**WORK INSTRUCTION 1**
Reproduce word for word everything in the de novo pathway article from "Specifically, the revision" down to "of the requests.".
**WORK INSTRUCTION 2**
According to the de novo pathway article, which pathway had the FDA announced plans to modernize shortly before this move?
**WORK INSTRUCTION 3**
Translate this sentence from the de novo pathway article into Spanish: "The De Novo pathway is used to review new, low-to-moderate risk devices and determine predicates that assure certain safety and effectiveness measures."

**SUPPLIED PASSAGE**
FDA proposes more transparent de novo pathway for medical device
The US Food and drug Administration (FDA) has proposed revisions to the de novo pathway in order to make medical device classification more efficient and transparent.
The De Novo pathway is used to review new, low-to-moderate risk devices and determine predicates that assure certain safety and effectiveness measures.
The regulatory agency have published the new de novo Classification Proposed Rule involving procedures and criteria associated with the process. The rule is intended to enable ‘appropriate’ classification of new types of medical devices.
Specifically, the revision offers structure, clarity and transparency on the format and content of de novo requests, and the processes and requirements for acceptance, declining and withdrawal of the requests.
“The regulatory agency have published the new de novo Classification Proposed Rule involving procedures and criteria associated with the process.”
The move comes shortly after the FDA announced plans to modernise the medical device 510(k) clearance pathway.
FDA commissioner Scott Gottlieb said: “Our goal is to make the de novo pathway significantly more efficient and transparent by clarifying the requirements for submission and our processes for review. As a result, we expect to see more developers take advantage of the de novo pathway for novel devices.

Records excerpted from a collection:
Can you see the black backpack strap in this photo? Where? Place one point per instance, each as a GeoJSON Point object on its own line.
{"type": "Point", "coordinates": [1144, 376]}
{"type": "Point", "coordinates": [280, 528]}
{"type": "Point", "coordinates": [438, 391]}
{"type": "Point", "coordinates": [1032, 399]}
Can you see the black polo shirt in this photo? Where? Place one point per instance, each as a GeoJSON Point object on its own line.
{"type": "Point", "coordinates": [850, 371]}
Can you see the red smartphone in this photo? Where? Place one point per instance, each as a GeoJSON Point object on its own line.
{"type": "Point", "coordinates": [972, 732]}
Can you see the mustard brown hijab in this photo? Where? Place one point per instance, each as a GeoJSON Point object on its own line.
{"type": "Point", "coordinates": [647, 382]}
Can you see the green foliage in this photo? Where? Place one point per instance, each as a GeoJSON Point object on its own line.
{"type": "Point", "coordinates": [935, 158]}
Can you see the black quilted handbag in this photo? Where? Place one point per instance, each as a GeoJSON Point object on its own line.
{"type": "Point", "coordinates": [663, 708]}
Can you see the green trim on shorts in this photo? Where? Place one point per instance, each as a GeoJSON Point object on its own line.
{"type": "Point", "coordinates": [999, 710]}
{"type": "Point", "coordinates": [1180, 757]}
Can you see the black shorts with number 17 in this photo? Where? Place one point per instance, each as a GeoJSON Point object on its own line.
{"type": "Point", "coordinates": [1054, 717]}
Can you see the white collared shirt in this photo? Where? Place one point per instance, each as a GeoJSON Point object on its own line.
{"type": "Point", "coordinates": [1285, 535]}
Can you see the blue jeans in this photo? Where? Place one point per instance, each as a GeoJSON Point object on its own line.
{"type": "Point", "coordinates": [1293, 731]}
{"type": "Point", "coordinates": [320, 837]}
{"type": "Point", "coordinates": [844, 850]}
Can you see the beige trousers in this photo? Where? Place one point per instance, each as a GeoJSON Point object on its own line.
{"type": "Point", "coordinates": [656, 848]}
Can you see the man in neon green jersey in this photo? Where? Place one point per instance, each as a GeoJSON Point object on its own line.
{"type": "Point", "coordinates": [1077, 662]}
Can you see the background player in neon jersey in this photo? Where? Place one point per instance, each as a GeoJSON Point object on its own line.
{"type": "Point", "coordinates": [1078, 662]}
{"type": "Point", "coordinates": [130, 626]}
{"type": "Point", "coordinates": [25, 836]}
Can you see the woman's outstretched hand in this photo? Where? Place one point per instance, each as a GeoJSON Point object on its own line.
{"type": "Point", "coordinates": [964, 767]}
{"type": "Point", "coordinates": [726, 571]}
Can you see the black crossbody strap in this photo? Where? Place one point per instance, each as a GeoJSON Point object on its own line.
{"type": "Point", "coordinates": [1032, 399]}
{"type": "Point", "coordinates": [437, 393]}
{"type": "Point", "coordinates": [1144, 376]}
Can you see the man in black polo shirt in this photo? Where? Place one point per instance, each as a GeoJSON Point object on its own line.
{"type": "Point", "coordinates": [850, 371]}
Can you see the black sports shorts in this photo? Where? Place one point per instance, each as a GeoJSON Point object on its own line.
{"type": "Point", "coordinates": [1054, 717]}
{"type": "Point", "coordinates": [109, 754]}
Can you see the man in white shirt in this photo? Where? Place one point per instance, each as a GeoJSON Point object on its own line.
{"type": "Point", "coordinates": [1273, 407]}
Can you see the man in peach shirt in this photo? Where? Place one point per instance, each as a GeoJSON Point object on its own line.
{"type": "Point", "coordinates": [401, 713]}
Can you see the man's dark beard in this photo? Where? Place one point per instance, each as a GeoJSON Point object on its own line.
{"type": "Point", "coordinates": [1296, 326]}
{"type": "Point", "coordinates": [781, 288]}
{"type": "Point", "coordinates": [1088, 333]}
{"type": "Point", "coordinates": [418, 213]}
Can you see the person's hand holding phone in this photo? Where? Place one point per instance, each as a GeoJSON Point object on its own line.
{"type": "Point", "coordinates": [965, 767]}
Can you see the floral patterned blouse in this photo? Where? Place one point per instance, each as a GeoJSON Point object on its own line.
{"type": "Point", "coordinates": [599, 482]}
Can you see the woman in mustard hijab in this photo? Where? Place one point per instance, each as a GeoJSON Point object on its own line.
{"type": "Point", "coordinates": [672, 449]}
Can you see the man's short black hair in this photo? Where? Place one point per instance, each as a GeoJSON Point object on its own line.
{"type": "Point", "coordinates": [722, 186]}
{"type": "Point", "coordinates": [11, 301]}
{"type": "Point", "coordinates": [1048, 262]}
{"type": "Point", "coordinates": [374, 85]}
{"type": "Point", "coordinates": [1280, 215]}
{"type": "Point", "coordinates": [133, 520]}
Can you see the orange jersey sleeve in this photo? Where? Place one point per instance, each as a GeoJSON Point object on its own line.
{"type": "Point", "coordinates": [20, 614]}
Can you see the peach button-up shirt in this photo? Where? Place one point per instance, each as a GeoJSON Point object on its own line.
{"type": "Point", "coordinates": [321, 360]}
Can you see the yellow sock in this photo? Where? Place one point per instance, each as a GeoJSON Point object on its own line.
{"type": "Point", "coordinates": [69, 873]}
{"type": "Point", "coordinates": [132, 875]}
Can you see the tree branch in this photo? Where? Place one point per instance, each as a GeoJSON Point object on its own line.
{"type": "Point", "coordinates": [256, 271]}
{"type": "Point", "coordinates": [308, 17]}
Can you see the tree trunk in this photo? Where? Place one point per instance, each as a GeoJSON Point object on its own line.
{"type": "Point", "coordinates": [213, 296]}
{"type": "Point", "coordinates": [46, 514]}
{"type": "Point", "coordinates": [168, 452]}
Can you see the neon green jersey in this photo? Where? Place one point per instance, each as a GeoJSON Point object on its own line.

**EXPECTED ANSWER 1**
Specifically, the revision offers structure, clarity and transparency on the format and content of de novo requests, and the processes and requirements for acceptance, declining and withdrawal of the requests.

**EXPECTED ANSWER 2**
The medical device 510(k) clearance pathway.

**EXPECTED ANSWER 3**
La vía De Novo se utiliza para revisar dispositivos nuevos de riesgo bajo a moderado y determinar predicados que garanticen ciertas medidas de seguridad y eficacia.